Actions to take
a. In the Big Tech passage, who is named as Google's chief economist?
b. Reproduce word for word the part of the Big Tech passage that opens with the words containing "It makes a refreshing" and closes with "and seek profits.".

Text to read
---+---

By timandra harkness

It makes a refreshing change to look at the FAANGs — Facebook, Amazon, Apple, Netflix and Google — not as magical communities of wizards (good or evil) creating technology in some kind of other-worldly, post-material universe, but as companies that employ people, sell stuff and seek profits.

It’s useful to explore in what ways they’re just like the dominant industries of earlier eras, the railway or oil companies that formed monopolies, lobbied politicians for regulation that would hamper their competitors but not them, and discouraged their employees from organising for better lives.

It’s also useful to look at what’s different about Big Tech. Google’s chief economist, Hal Varian, describes how the importance of data to Silicon Valley rests on capturing relationships with consumers in digital form, enabling companies to both access and understand us on a mass scale. This lends itself to a new form of natural monopoly, as we gravitate to platforms that are more popular, concentrating data about us with a few big companies. This in turn advantages those companies, and the bigger they grow the more they can simply buy up the competition, as Facebook did to Instagram and WhatsApp.

---+---

Data section
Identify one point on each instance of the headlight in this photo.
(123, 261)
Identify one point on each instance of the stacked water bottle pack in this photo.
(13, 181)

---+---

Solution list
a. Hal Varian

b.
It makes a refreshing change to look at the FAANGs — Facebook, Amazon, Apple, Netflix and Google — not as magical communities of wizards (good or evil) creating technology in some kind of other-worldly, post-material universe, but as companies that employ people, sell stuff and seek profits.